>> Begin PROVIDED INFORMATION

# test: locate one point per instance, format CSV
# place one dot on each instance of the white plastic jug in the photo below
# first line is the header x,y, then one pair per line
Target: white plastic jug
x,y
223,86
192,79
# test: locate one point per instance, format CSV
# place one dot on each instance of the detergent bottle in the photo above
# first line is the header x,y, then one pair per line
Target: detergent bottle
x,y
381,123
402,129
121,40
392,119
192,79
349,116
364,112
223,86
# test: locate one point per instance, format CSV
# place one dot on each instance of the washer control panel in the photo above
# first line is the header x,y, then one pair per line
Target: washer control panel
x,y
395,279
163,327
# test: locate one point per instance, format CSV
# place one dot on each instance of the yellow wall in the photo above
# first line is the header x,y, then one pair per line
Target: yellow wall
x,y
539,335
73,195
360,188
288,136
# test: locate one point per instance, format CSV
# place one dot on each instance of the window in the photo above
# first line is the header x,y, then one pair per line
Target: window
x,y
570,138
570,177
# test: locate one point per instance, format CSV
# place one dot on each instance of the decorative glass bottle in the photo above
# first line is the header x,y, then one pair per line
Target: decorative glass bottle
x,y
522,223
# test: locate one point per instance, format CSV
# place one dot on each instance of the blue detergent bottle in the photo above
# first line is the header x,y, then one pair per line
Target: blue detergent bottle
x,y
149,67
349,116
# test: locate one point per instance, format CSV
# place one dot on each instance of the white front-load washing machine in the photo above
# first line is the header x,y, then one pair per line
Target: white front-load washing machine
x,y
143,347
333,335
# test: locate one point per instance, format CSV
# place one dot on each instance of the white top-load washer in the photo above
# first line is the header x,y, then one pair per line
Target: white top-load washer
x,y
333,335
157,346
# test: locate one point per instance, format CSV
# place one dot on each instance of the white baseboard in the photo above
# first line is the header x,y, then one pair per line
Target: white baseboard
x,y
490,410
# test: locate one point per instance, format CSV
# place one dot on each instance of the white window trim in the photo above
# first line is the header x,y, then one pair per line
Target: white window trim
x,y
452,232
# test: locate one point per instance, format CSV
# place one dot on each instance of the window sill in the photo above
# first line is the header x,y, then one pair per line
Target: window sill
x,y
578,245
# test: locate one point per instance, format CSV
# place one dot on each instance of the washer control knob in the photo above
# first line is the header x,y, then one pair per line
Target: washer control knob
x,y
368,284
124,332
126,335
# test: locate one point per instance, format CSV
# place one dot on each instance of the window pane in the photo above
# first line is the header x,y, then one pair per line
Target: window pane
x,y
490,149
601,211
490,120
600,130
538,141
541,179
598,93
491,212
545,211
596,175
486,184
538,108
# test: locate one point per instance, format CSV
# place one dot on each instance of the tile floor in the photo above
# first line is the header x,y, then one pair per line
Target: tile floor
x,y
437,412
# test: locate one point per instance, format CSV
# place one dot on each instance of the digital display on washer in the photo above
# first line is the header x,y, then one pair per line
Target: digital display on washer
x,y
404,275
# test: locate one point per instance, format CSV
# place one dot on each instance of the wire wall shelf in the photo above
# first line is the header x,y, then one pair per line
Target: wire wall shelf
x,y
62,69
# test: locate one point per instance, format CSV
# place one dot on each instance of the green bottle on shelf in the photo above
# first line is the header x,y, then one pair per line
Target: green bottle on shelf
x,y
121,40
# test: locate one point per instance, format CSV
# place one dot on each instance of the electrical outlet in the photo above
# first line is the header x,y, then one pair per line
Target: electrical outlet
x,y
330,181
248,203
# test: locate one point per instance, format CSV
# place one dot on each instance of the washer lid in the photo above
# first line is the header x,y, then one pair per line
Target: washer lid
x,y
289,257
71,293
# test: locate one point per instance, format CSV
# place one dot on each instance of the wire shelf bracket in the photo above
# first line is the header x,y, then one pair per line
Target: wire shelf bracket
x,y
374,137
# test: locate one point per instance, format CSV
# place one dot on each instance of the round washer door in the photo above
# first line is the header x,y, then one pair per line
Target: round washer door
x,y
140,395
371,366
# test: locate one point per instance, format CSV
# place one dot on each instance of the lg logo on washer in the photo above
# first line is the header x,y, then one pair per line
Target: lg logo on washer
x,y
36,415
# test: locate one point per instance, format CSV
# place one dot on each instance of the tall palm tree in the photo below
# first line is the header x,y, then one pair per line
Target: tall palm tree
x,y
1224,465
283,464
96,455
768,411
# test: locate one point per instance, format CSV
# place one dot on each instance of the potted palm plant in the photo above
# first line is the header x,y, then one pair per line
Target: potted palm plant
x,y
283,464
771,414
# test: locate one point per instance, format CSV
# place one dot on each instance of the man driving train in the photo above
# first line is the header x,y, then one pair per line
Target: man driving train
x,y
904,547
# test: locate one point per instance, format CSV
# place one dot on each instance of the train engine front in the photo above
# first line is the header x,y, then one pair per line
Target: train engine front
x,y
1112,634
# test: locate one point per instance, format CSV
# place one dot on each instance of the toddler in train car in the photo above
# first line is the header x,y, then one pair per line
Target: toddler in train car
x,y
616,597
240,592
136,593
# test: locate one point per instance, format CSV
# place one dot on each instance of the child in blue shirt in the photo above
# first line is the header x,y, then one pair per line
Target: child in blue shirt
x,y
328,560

>> End PROVIDED INFORMATION

• **TASK REQUIREMENTS**
Transcribe the material above in its entirety. Match it exactly.

• **ANSWER TO THIS PROBLEM**
# test: locate one point per instance, format CSV
# place one dot on each instance of the white plastic jug in the photo below
# first line is the header x,y, then one pair per line
Target: white plastic jug
x,y
223,86
192,79
# test: locate one point per instance, format CSV
# place one dot on each instance of the detergent bottle in the photo above
# first line is the header x,y, then one pair per line
Target: detergent bottle
x,y
381,123
402,129
121,40
392,119
192,79
349,116
364,112
223,86
# test: locate one point per instance, format CSV
# place one dot on each instance of the washer control panel in the photo above
# first line is the header x,y, then one pair per line
Target: washer control panel
x,y
395,279
163,327
# test: locate one point per instance, format CSV
# place one dot on each instance of the yellow wall in the photo above
# first line is the header x,y, then one pair per line
Target: yellow wall
x,y
539,335
73,195
360,188
288,136
# test: locate one point per instance, format CSV
# place one dot on each instance of the window in the photo above
# first line is the header x,y, then one pair per line
Target: window
x,y
570,138
570,177
# test: locate one point per instance, format CSV
# place one dot on each instance of the decorative glass bottle in the photo above
# first line is the header x,y, then one pair per line
Target: decorative glass bottle
x,y
522,223
# test: locate one point per instance, format CSV
# place one dot on each instance of the blue detergent bottle in the photo above
# first line is the header x,y, then one pair per line
Target: blue detergent bottle
x,y
149,67
349,116
# test: locate one point per instance, format CSV
# place one dot on each instance of the white front-load washing machine in the photo above
# first line is the header x,y, then one pair per line
Target: white front-load washing machine
x,y
143,347
333,335
# test: locate one point per instance, format CSV
# place one dot on each instance of the white top-load washer in the photo above
# first line is the header x,y, then one pair per line
Target: white top-load washer
x,y
333,335
157,346
# test: locate one point per instance, format CSV
# place one dot on each instance of the white baseboard in the photo above
# first line is the header x,y, then one pair per line
Target: white baseboard
x,y
490,410
# test: locate one point per instance, format CSV
# place one dot on each instance of the white window trim in the photo above
# first line is the header x,y, then one pair per line
Target: white window trim
x,y
452,232
# test: locate one point per instance, format CSV
# place one dot on each instance of the window sill in the photo above
# first line is the header x,y, then one pair per line
Target: window sill
x,y
578,245
# test: locate one point per instance, format CSV
# place one dot on each instance of the washer control knob in the photo above
# first line is the header x,y, then one pair per line
Target: washer control knob
x,y
368,284
124,332
126,335
# test: locate one point per instance, format CSV
# place one dot on each instance of the window pane in the photo above
# first line is the header x,y, then one pair per line
Target: window pane
x,y
490,149
601,211
490,120
600,130
538,141
541,179
598,93
491,212
545,211
596,175
486,184
538,108
# test: locate one point per instance, format CSV
# place one dot on each instance of the tile floor in the photo above
# first line is the header x,y, then one pair per line
Target: tile floor
x,y
437,412
# test: locate one point per instance, format CSV
# place one dot on each instance of the digital display on washer in the photo above
# first line is the header x,y, then one pair per line
Target: digital display on washer
x,y
404,275
# test: locate one point per instance, format CSV
# place one dot on each instance of the wire wall shelf in the photo above
# first line is the header x,y, then one pair per line
Target: wire wall shelf
x,y
62,69
# test: locate one point per instance, format CSV
# place one dot on each instance of the green bottle on shelf in the photo above
# first line is the header x,y, then one pair per line
Target: green bottle on shelf
x,y
121,40
# test: locate one point per instance, format CSV
# place one dot on each instance of the electrical outlet in the photo above
# first line is the header x,y, then one pair per line
Target: electrical outlet
x,y
330,181
248,203
# test: locate one point per instance, format CSV
# place one dot on each instance of the washer lid in the photo above
# first line is the header x,y, then one pair per line
Target: washer lid
x,y
289,257
71,293
# test: locate one point per instance, format CSV
# place one dot on each instance of the wire shelf bracket in the photo above
# first line is the header x,y, then one pair per line
Target: wire shelf bracket
x,y
374,137
# test: locate one point per instance, format CSV
# place one dot on each instance of the round washer door in the photo above
# first line is the header x,y, then one pair per line
Target: round washer door
x,y
140,395
371,366
# test: locate one point per instance, format CSV
# place one dot on each instance of the lg logo on washer in the photo above
# first line is the header x,y, then one pair per line
Target: lg logo on washer
x,y
36,415
# test: locate one point per instance, format CSV
# place one dot on each instance of the tall palm tree in the photo below
# first line is the header x,y, then one pair per line
Target: tall palm tree
x,y
1224,465
283,464
96,455
768,411
# test: locate one point per instance, format CSV
# place one dot on each instance of the potted palm plant in the photo above
# first line is the header x,y, then one pair per line
Target: potted palm plant
x,y
283,464
771,414
# test: locate one point per instance, format CSV
# place one dot on each instance of the man driving train in the photo above
# first line is the header x,y, then one pair per line
Target: man driving train
x,y
904,547
# test: locate one point per instance, format CSV
# place one dot on each instance of the train engine front in the photo above
# first line is the header x,y, then one pair per line
Target: train engine front
x,y
1112,634
# test: locate one point per instance, format CSV
# place one dot on each instance of the toddler in train car in the photo above
# first line is the header x,y, then one pair per line
Target: toddler in train car
x,y
616,597
240,592
136,593
# test: locate one point per instance, format CSV
# place one dot on each instance of the child in blue shirt in the photo above
# first line is the header x,y, then one pair per line
Target: child in blue shirt
x,y
328,560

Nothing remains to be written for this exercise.